(Data segmentasi wilayah)
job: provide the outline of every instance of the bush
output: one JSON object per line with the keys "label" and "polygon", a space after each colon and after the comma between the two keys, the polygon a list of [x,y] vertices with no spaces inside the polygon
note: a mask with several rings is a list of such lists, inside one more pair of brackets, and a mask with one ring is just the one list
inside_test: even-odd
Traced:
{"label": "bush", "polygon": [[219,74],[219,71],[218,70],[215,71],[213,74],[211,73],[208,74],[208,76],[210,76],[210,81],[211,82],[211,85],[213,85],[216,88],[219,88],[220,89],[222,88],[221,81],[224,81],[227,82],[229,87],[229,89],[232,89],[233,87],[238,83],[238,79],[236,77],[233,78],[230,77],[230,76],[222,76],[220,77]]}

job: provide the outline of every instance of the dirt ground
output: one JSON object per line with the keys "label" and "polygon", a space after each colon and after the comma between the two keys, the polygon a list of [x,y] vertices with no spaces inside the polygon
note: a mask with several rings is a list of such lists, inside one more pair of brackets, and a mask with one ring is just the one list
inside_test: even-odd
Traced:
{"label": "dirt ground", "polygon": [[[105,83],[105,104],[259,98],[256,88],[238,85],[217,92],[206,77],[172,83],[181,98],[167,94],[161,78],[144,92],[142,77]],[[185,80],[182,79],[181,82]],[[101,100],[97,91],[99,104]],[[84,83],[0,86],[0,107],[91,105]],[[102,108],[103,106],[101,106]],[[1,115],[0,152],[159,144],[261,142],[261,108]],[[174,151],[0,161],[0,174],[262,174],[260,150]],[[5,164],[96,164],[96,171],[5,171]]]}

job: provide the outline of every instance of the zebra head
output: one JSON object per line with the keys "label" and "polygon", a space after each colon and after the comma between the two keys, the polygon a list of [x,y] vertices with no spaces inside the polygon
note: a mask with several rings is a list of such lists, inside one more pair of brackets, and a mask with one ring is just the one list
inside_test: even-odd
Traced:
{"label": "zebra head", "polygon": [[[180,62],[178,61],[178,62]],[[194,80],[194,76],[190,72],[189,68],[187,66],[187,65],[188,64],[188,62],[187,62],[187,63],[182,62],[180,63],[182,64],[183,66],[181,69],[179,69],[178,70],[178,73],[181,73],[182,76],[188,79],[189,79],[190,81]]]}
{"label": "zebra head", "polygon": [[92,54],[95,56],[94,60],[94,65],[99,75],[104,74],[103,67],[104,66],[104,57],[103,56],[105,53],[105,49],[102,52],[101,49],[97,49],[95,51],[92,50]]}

Petunjuk Latihan -
Cetak ulang semua baris data segmentasi wilayah di atas tanpa mengubah satu karakter pun.

Sebagai Tanggapan -
job: provide the outline of every instance of the bush
output: one JSON object per line with the keys "label" and "polygon", a space after each colon and after the comma between the two keys, the polygon a list of [x,y] vertices with no spaces inside the polygon
note: a mask with several rings is a list of such lists, inside one more pair of brackets, and a mask with one ring is just the one list
inside_test: even-odd
Traced:
{"label": "bush", "polygon": [[219,74],[219,71],[218,70],[215,71],[213,74],[211,73],[208,74],[208,76],[210,76],[210,81],[211,82],[211,85],[213,85],[216,88],[219,88],[220,89],[222,88],[221,81],[224,81],[227,82],[229,87],[229,89],[232,89],[233,87],[238,83],[238,79],[236,77],[233,78],[230,77],[230,76],[222,76],[220,77]]}

job: provide the outline of every instance of the dirt ground
output: one JSON object per line with the keys "label" and "polygon", a space after each colon and after the comma between the two keys, the polygon a list of [x,y] vertices with no spaces inside the polygon
note: a mask with several rings is a list of such lists, inside one more pair of brackets, and a mask with one ring is just the one list
inside_test: even-odd
Traced:
{"label": "dirt ground", "polygon": [[[105,83],[105,104],[259,98],[256,88],[238,85],[217,92],[206,77],[172,83],[181,98],[167,94],[161,78],[144,92],[142,77]],[[185,80],[182,79],[181,82]],[[101,100],[97,91],[99,104]],[[84,83],[0,86],[0,107],[91,105]],[[102,108],[103,106],[101,106]],[[1,115],[0,152],[159,144],[261,142],[261,108]],[[174,151],[0,161],[0,174],[262,174],[260,150]],[[5,164],[96,164],[96,171],[5,171]]]}

job: provide the outline of every instance of the zebra head
output: one JSON object per line with the keys "label" and "polygon", a space after each colon and after the comma between the two keys, the polygon a list of [x,y] vertices with no spaces inside the polygon
note: a mask with several rings is a list of such lists, inside one more pair of brackets, and a mask with one ring is just the one list
inside_test: even-odd
Traced:
{"label": "zebra head", "polygon": [[[180,62],[178,61],[178,62]],[[194,80],[194,76],[190,72],[189,68],[187,66],[187,65],[188,64],[188,62],[187,62],[187,63],[182,62],[180,63],[182,64],[183,66],[181,69],[179,69],[178,70],[178,73],[181,73],[182,76],[188,79],[189,79],[190,81]]]}
{"label": "zebra head", "polygon": [[92,54],[95,56],[94,60],[94,65],[99,75],[104,74],[103,67],[104,66],[104,57],[103,56],[105,53],[105,49],[102,52],[101,49],[97,49],[95,51],[92,50]]}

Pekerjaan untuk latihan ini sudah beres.